→ EXERCISE REQUIREMENTS:
Leave out the lines before the one with "Box every visible truck"; output that line and all remaining lines of the records exactly.
§ §
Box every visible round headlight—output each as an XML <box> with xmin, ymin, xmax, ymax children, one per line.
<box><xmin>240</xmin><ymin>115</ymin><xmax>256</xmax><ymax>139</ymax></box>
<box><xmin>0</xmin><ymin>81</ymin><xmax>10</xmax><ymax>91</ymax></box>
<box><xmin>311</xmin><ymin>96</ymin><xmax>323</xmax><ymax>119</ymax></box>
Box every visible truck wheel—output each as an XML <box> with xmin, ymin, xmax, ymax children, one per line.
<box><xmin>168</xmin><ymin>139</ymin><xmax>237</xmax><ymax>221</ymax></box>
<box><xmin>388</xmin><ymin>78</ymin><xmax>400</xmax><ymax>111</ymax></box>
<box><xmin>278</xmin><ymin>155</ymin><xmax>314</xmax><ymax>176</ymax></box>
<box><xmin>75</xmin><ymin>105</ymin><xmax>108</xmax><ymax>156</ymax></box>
§ §
→ SOLUTION TO THIS PROBLEM:
Box every visible truck wheel—output each as an XML <box> with xmin, ymin, xmax, ymax children, one per line.
<box><xmin>168</xmin><ymin>139</ymin><xmax>237</xmax><ymax>221</ymax></box>
<box><xmin>388</xmin><ymin>78</ymin><xmax>400</xmax><ymax>111</ymax></box>
<box><xmin>278</xmin><ymin>155</ymin><xmax>314</xmax><ymax>176</ymax></box>
<box><xmin>75</xmin><ymin>105</ymin><xmax>108</xmax><ymax>156</ymax></box>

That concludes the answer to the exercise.